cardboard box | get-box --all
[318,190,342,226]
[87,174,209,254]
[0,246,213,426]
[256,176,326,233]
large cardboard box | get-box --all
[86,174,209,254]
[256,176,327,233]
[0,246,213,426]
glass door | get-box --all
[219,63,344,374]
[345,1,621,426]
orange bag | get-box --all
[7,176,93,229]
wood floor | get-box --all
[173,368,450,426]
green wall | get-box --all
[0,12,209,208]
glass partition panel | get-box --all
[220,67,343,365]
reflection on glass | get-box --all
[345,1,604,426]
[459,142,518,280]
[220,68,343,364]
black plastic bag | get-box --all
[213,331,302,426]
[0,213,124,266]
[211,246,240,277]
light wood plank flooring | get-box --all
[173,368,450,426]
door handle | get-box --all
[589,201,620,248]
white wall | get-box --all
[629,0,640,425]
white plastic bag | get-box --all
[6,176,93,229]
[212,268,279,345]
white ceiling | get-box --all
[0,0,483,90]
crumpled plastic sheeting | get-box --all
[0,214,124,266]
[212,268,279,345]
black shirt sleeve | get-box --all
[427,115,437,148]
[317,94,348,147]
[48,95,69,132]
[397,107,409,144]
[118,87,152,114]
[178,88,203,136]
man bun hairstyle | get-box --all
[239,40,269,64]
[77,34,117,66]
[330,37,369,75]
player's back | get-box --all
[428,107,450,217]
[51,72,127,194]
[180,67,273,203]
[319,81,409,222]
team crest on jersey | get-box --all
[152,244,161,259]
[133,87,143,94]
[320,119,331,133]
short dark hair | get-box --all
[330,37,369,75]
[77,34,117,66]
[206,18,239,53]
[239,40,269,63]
...
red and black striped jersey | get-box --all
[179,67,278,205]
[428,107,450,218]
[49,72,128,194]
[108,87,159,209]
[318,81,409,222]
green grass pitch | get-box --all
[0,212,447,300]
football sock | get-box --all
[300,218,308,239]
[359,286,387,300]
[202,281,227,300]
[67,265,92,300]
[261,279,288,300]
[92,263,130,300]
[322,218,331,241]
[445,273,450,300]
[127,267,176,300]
...
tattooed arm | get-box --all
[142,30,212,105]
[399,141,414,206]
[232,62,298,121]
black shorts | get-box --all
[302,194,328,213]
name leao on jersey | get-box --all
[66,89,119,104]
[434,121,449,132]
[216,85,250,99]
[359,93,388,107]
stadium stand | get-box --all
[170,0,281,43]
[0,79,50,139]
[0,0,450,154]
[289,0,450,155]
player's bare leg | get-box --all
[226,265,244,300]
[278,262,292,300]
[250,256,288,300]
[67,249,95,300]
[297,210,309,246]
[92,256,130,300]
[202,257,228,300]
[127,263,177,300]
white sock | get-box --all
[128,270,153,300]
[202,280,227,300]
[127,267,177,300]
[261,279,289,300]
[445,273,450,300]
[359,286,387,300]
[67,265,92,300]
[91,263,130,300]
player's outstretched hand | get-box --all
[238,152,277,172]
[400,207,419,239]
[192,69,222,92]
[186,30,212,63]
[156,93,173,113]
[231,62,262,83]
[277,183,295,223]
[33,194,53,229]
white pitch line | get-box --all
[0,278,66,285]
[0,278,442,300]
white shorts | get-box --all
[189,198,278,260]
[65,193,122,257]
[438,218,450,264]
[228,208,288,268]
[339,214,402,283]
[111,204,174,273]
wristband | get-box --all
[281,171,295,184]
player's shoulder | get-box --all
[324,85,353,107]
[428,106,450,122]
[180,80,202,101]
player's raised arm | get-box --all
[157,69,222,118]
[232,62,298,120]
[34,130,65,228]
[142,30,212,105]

### Instruction
Rewrite the lines running from the one containing "door handle | get-box --all" down to the one containing "[239,40,269,63]", with "team crest" swapped for "club badge" and everything else left unchanged.

### Task answer
door handle | get-box --all
[589,201,620,248]
white wall | get-box --all
[629,0,640,425]
white plastic bag | get-box --all
[6,176,93,229]
[212,268,279,345]
white ceiling | get-box --all
[0,0,483,90]
crumpled plastic sheeting | get-box --all
[0,214,124,266]
[212,268,279,345]
black shirt sleeve | get-box --all
[427,115,437,148]
[317,94,348,147]
[48,95,69,132]
[397,107,409,144]
[118,87,152,114]
[178,88,203,136]
man bun hairstyle | get-box --all
[239,40,269,64]
[77,34,117,66]
[330,37,369,75]
player's back | get-box --all
[428,107,450,217]
[51,72,127,194]
[180,67,273,203]
[319,81,409,222]
club badge on jersey | get-box --all
[152,244,161,259]
[133,87,143,94]
[320,119,331,133]
short dark hair | get-box --all
[330,37,369,75]
[77,34,117,66]
[206,18,239,53]
[239,40,269,63]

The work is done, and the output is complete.